[START]
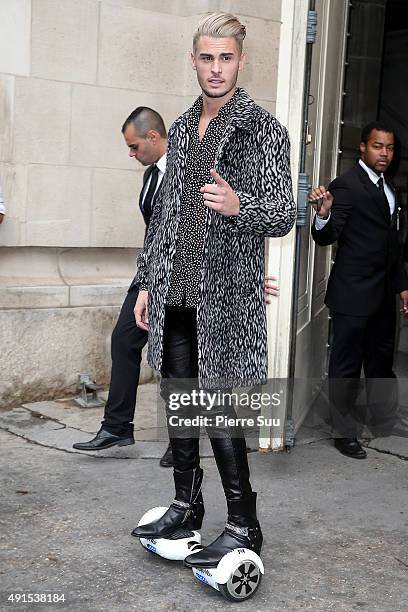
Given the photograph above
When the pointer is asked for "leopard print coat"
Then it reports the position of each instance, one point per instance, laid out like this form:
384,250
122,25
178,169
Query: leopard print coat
[END]
_Exercise aim_. Lay out the items above as a Markdown table with the columns No. and Text, one numbered row per line and no rows for blank lines. Leave the pictures out.

_Output of the exercise_.
| No. | Text |
|---|---|
| 1 | Given the photograph above |
| 2 | When the pointer is asked for "leopard print coat" |
| 3 | Then it reports the position of each instance, one point per instance, laid out like this form: |
| 4 | 384,250 |
| 5 | 122,25 |
| 6 | 178,169 |
| 7 | Query: leopard print coat |